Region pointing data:
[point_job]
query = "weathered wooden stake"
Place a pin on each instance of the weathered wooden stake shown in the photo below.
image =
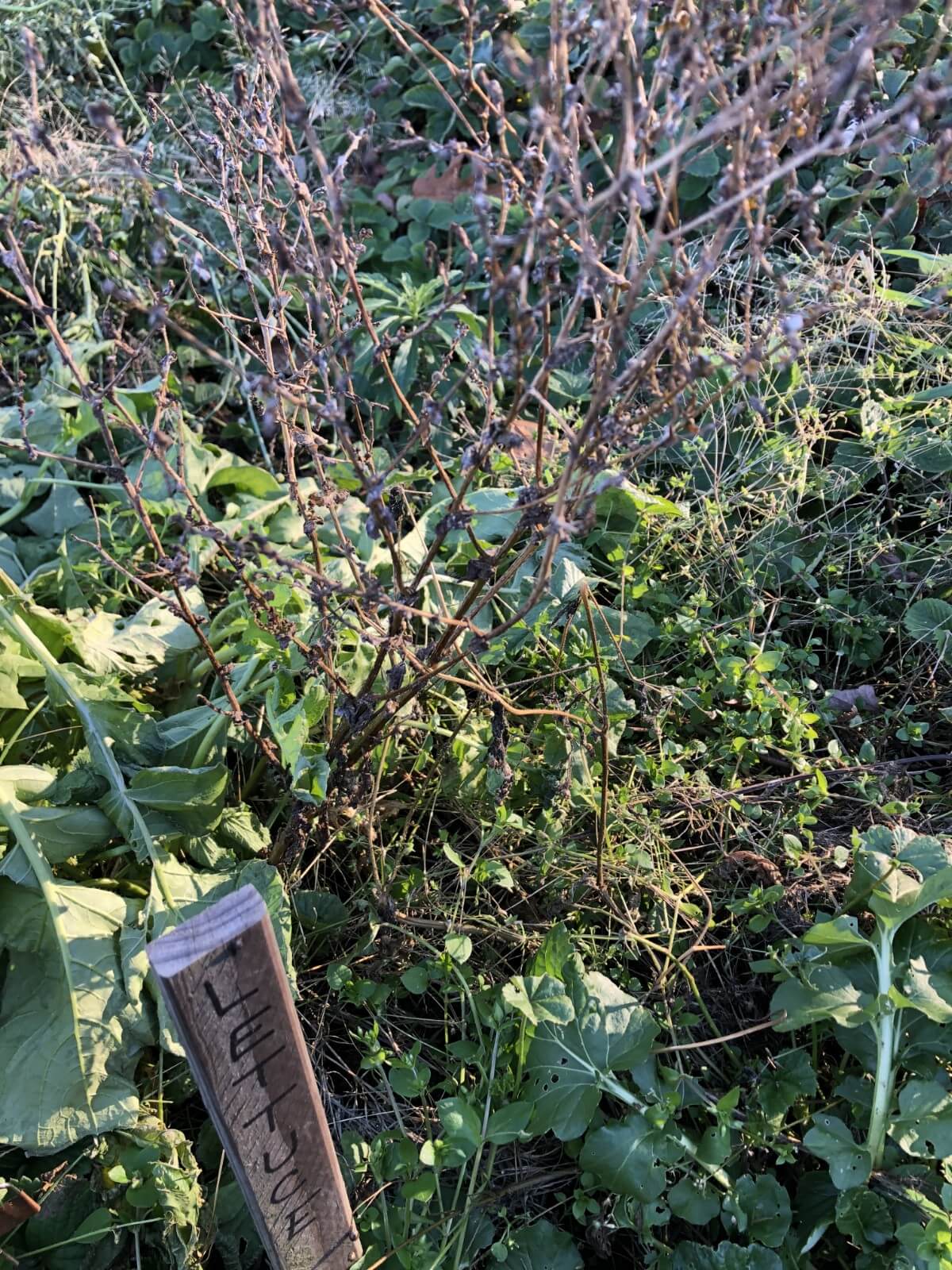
(222, 979)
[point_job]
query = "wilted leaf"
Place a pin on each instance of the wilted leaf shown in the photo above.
(63, 1001)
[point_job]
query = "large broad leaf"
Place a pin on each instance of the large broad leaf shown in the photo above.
(898, 874)
(865, 1217)
(190, 797)
(927, 619)
(569, 1066)
(132, 645)
(67, 1049)
(624, 1157)
(831, 1141)
(759, 1208)
(825, 992)
(543, 1246)
(539, 997)
(924, 1123)
(14, 667)
(927, 984)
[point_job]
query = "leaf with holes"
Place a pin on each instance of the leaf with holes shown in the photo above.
(759, 1208)
(831, 1141)
(624, 1157)
(570, 1064)
(924, 1123)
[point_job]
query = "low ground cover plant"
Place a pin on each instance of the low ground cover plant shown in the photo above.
(482, 475)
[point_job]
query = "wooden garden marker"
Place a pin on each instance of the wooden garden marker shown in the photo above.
(224, 982)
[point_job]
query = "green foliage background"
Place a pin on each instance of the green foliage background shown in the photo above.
(731, 1056)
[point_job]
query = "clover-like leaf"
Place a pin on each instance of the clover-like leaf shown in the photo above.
(570, 1064)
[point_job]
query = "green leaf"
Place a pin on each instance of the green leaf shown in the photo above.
(461, 1126)
(863, 1217)
(539, 999)
(319, 912)
(825, 992)
(924, 1123)
(831, 1141)
(190, 797)
(928, 618)
(928, 988)
(725, 1257)
(624, 1159)
(63, 832)
(543, 1246)
(63, 1003)
(63, 511)
(759, 1208)
(628, 502)
(568, 1066)
(508, 1124)
(67, 685)
(459, 946)
(554, 952)
(422, 1187)
(841, 931)
(693, 1199)
(111, 643)
(932, 266)
(416, 979)
(791, 1077)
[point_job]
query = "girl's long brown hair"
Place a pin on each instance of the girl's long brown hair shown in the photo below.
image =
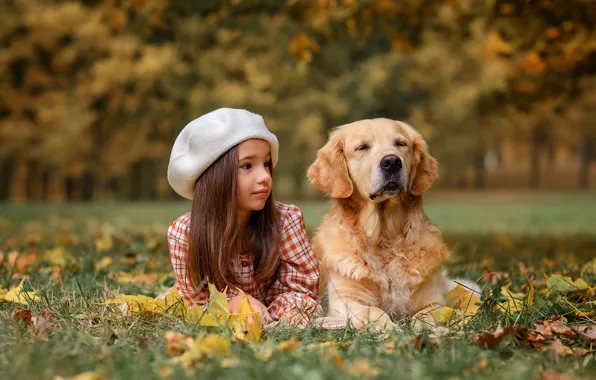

Work request →
In the copy, include each entry exactly as written and none of the pictures.

Response →
[point_job]
query = "weathered wooden stake"
Place a pin on each instance of the weathered wooden stake shown in the photo below.
image =
(222, 979)
[point_job]
query = "wilted leaf"
Place a pin on each instance of the wilted leaf shown in the photo above.
(63, 1001)
[point_job]
query = "large broad leaf"
Place a pin on each instance of the large broad leaf shown in the photo above.
(898, 874)
(865, 1217)
(190, 797)
(927, 619)
(569, 1066)
(132, 645)
(67, 1049)
(624, 1157)
(831, 1141)
(759, 1208)
(825, 992)
(543, 1246)
(539, 997)
(924, 1123)
(14, 667)
(927, 984)
[point_job]
query = "leaf with holes"
Place a pin on each instance of the leaf with holes shown in the photo above.
(759, 1208)
(831, 1141)
(624, 1157)
(570, 1064)
(924, 1123)
[point_job]
query = "low ground cover plant"
Place a pin on each instance of the low ground cover plant shown in the photo above.
(482, 475)
[point_job]
query = "wooden garden marker"
Place a pin on each instance of the wooden garden marker shown in the photo above.
(224, 982)
[point_job]
query = "green foliage background"
Place a pin on each instance of the green foliage background shown in the photo above.
(731, 1056)
[point_job]
query = "clover-like leaf"
Place a pin on each instance of the clover-like leaf shown in the photo above.
(570, 1064)
[point_job]
query = "green leaf"
Place a pin on each instance of the green leaf shown in the photo above.
(461, 1126)
(863, 1217)
(539, 999)
(319, 912)
(825, 992)
(924, 1123)
(831, 1141)
(190, 797)
(928, 618)
(928, 988)
(725, 1257)
(624, 1159)
(63, 832)
(543, 1246)
(63, 1003)
(63, 511)
(759, 1208)
(628, 502)
(568, 1066)
(508, 1124)
(67, 685)
(459, 946)
(554, 952)
(422, 1187)
(841, 931)
(693, 1199)
(111, 643)
(932, 266)
(416, 979)
(791, 1077)
[point_job]
query = "girl's long brown hair"
Place a pin on each instance of the girl's long brown hair shown in the photo below.
image =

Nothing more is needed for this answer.